> [SUPPLIED DATA]
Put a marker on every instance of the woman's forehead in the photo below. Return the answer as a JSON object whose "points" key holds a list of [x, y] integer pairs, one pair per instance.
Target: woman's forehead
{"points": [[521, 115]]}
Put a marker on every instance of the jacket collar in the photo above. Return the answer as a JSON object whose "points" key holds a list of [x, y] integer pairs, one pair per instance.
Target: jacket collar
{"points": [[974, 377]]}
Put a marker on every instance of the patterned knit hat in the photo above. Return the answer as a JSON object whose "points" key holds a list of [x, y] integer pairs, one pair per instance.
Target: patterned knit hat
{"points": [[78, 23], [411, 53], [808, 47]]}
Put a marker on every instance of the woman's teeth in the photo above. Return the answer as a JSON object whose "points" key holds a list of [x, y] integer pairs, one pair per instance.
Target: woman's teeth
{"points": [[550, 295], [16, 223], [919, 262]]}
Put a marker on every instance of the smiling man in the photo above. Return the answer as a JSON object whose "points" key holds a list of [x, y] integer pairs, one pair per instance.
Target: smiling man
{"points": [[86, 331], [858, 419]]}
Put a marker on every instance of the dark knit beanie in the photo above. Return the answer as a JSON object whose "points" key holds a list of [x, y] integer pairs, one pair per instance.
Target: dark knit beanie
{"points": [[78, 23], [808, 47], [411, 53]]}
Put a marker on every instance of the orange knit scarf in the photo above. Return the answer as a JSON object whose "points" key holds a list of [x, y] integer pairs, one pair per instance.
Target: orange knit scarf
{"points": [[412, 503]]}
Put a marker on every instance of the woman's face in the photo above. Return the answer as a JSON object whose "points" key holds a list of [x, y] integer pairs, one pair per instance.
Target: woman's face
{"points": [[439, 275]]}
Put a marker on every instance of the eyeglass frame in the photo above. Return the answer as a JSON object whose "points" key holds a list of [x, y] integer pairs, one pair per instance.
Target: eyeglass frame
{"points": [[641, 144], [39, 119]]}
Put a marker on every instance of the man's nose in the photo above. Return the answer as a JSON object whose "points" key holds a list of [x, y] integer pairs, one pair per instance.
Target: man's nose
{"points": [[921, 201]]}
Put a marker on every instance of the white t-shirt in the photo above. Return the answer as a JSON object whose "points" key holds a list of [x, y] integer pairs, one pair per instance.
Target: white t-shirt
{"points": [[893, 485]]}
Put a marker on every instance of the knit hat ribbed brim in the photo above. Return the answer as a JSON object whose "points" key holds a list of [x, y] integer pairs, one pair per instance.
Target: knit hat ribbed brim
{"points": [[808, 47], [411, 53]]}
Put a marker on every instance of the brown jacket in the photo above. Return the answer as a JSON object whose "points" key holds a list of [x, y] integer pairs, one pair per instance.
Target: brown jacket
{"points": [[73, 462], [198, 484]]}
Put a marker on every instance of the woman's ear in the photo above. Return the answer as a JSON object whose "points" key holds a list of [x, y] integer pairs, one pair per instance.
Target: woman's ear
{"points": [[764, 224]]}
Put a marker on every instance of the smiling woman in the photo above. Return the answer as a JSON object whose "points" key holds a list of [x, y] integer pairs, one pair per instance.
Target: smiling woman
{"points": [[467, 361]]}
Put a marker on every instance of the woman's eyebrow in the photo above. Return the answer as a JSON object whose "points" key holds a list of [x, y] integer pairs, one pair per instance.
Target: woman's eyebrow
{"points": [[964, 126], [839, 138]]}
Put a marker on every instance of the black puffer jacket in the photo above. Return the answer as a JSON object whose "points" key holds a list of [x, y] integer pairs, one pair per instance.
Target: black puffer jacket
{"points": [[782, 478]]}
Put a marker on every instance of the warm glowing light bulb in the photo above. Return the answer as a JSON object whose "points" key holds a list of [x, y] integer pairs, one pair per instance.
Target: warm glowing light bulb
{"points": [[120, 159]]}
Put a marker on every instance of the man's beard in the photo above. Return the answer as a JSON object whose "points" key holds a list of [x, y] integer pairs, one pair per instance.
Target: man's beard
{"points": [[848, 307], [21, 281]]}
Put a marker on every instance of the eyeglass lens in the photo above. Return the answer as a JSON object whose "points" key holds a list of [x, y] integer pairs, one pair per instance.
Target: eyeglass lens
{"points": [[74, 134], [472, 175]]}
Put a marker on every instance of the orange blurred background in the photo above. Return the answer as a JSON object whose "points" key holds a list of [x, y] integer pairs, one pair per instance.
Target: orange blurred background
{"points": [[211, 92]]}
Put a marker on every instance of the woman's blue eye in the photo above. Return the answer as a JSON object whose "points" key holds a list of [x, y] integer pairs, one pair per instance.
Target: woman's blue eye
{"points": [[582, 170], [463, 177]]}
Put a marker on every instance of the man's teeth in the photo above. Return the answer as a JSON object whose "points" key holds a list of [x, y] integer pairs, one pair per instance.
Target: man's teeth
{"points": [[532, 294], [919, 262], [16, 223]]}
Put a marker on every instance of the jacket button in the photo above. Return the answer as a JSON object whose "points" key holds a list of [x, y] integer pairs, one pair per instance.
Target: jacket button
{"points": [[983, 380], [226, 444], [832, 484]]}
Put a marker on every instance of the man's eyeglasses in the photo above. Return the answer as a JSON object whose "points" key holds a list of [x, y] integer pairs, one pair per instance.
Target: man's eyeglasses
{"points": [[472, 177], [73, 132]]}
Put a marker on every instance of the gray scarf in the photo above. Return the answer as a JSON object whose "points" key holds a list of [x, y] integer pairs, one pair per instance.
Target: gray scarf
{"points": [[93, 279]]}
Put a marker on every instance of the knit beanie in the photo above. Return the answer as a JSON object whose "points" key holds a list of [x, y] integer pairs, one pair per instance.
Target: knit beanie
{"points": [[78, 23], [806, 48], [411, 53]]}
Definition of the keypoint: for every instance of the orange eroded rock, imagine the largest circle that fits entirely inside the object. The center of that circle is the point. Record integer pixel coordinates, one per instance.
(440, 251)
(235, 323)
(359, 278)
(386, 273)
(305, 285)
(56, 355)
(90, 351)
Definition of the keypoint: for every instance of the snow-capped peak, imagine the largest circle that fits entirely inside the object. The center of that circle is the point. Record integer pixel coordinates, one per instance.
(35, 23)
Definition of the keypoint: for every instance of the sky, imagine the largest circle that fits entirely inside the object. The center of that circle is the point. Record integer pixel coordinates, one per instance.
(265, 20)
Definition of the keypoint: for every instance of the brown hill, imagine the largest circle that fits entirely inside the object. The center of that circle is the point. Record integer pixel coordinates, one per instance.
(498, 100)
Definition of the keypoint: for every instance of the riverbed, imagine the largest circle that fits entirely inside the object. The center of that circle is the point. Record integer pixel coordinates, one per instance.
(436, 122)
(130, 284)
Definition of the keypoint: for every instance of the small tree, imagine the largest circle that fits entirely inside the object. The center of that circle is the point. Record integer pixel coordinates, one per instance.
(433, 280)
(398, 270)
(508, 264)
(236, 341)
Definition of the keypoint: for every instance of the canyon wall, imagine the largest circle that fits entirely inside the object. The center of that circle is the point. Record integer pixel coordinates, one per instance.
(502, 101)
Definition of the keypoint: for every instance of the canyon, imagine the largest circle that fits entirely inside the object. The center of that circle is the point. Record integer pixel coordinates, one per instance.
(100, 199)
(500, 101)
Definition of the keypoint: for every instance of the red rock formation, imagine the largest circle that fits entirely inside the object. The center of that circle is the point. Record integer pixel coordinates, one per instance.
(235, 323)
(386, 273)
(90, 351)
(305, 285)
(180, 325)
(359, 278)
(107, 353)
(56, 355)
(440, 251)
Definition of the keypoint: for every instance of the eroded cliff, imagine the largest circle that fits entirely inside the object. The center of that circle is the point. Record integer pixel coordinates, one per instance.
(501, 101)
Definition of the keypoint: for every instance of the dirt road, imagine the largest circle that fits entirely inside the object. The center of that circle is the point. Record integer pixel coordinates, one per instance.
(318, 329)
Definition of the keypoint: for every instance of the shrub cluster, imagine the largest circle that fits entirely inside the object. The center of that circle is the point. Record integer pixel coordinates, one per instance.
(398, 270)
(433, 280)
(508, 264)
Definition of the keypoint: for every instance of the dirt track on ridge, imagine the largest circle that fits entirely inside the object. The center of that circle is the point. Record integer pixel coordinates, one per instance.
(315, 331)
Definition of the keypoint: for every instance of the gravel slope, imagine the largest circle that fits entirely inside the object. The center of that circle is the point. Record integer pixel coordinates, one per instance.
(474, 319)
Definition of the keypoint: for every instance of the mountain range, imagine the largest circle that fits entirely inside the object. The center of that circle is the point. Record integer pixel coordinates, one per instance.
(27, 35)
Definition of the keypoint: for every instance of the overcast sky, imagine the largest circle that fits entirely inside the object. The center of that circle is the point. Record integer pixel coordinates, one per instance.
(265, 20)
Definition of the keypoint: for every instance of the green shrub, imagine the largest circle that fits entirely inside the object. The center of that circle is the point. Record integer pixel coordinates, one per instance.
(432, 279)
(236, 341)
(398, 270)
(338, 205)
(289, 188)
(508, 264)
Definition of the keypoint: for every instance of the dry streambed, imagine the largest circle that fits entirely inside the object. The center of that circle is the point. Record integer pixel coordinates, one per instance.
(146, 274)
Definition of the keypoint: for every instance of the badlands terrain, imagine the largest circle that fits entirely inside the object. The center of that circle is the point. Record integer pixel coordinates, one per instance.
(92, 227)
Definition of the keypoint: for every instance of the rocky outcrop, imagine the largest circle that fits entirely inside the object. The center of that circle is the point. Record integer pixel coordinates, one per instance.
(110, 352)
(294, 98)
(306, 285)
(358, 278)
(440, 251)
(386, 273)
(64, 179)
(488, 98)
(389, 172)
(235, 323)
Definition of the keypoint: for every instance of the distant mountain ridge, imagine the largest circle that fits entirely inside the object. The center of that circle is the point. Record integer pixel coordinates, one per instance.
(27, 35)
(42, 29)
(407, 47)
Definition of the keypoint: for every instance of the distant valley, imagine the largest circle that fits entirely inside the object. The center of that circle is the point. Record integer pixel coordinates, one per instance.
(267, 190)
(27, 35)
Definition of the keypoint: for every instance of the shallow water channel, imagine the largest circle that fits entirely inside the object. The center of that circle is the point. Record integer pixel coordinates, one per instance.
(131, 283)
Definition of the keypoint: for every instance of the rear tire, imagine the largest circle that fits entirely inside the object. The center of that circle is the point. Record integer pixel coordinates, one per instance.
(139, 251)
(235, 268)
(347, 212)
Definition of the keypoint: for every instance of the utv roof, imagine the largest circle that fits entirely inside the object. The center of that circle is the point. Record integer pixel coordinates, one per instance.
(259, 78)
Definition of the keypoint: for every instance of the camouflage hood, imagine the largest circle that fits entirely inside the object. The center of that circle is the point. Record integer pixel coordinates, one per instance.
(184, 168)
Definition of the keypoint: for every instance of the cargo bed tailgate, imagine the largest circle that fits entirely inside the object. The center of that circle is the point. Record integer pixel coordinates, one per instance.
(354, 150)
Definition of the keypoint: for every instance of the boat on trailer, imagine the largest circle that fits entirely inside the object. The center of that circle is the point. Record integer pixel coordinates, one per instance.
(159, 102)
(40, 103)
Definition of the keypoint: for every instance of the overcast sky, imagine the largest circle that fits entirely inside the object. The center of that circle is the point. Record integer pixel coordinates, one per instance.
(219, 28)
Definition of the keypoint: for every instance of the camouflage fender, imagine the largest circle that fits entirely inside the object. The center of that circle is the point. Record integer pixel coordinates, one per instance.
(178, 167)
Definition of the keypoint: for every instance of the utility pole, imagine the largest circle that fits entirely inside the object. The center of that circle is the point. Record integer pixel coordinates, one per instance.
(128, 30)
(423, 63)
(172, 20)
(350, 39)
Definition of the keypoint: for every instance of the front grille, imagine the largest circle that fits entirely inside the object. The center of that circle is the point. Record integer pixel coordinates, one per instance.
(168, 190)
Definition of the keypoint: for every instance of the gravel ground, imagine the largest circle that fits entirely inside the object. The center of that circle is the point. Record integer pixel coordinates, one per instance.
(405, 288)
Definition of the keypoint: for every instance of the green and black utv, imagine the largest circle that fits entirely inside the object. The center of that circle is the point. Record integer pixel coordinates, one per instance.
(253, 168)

> [WHAT TO PRODUCE] Only the lines from the first line of the records through the line containing "Put a marker on every instance of the woman's teeth" should be repeated, exactly as they appear.

> [RESPONSE]
Put a marker on every instance of the woman's forehead in the photo below. Return the answer as a JSON object whose "points" key holds a list of [x, y] integer pairs, one pair per instance.
Target: woman's forehead
{"points": [[521, 115]]}
Put a marker on every instance of the jacket collar in the photo above. Return the answer as a JSON object whose "points" key holds a list of [x, y] integer pairs, one pair per instance.
Target: jacket collar
{"points": [[974, 377]]}
Put a marker on every instance of the patterned knit hat in the photo above. Return the answer as a JSON object whose "points" key holds a list of [x, y] integer pairs, one pair per instance.
Target: patterned knit hat
{"points": [[78, 23], [411, 53], [808, 47]]}
Put a marker on every instance of the woman's teeth in the photo above. Return the answer as a JSON object whose "points" key holds a list of [x, y] integer pairs, one pair per instance.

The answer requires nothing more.